Request: Rewrite every line of the items below, raising each bounding-box coordinate in the answers by 98 and keeping everything else the same. Leave the pictures out.

----- Dataset entries

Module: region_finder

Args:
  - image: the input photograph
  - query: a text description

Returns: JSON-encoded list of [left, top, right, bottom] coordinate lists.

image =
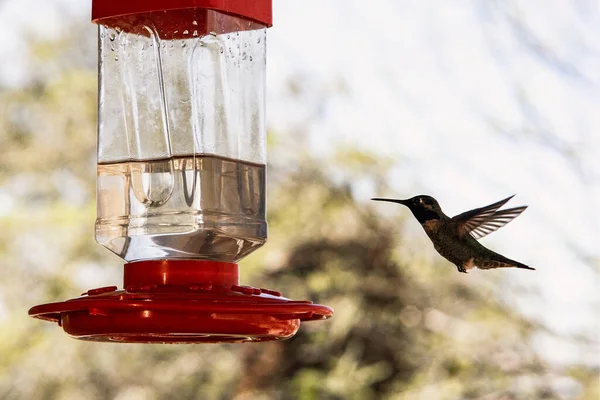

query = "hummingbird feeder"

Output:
[[29, 0, 333, 343]]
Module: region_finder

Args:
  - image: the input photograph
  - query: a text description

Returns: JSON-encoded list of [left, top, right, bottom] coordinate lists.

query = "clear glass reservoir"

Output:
[[96, 9, 267, 262]]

----------

Task response:
Module: region_finder

Args:
  - image: the input photograph
  - query: a text description

Returns: JSON-encoded list of [left, top, right, bottom] coordinate lists.

image =

query = "hummingbird feeder"

Output:
[[127, 98, 431, 441]]
Module: region_finder

Args:
  - image: the input photograph
  - query: a text description

Returns: JSON-encoded list of [left, top, right, bottom] coordinate lists.

query = "clear glass reservoir"

Output:
[[194, 107, 365, 360]]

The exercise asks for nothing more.